■ **Given request**
List each line of the records below containing the word "that", copying every such line in full.
[START OF Task data]
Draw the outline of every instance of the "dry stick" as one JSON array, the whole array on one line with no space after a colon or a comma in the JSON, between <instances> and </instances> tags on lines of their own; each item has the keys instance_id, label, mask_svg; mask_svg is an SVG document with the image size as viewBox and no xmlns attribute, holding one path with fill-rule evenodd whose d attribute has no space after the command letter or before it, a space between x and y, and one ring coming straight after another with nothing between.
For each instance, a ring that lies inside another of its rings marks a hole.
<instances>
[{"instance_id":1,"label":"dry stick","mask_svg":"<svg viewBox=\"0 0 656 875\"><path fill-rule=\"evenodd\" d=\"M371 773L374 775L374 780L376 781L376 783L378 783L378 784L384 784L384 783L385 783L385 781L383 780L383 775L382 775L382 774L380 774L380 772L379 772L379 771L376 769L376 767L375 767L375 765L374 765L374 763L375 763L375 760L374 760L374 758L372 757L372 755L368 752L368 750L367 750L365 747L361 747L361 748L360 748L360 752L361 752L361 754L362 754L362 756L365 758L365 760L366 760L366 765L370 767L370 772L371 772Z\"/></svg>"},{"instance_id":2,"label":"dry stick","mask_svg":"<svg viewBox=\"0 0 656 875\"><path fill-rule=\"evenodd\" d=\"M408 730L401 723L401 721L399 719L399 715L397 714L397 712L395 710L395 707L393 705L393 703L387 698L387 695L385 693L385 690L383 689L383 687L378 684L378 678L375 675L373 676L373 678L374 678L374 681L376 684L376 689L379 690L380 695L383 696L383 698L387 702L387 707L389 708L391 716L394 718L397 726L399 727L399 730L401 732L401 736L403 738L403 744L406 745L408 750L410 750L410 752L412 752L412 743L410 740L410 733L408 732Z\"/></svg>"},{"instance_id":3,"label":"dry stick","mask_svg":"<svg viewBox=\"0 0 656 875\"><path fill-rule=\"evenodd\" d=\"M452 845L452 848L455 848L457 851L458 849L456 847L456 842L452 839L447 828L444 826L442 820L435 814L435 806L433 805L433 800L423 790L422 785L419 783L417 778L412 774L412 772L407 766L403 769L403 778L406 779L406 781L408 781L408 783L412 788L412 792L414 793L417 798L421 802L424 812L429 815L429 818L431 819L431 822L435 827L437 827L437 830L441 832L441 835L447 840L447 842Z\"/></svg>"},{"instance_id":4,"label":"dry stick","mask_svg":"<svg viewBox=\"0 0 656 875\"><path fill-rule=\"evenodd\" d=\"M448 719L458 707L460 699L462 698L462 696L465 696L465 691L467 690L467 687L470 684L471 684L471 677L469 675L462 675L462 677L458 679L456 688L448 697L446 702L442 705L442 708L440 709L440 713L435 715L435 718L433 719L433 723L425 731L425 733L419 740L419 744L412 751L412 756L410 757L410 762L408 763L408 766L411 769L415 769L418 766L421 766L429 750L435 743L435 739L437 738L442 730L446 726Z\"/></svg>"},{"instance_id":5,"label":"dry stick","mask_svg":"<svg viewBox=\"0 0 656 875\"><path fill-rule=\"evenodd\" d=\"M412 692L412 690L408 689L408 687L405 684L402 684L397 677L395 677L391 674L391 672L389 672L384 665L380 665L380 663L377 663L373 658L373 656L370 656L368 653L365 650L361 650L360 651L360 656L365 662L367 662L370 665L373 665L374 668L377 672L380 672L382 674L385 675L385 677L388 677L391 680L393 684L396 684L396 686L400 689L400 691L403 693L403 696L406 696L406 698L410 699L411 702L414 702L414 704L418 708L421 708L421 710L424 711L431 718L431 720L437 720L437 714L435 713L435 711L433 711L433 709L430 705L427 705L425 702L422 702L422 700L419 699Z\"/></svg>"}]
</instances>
[END OF Task data]
■ **Problem solution**
For each instance, a ring that lies inside another of its rings marks a hole.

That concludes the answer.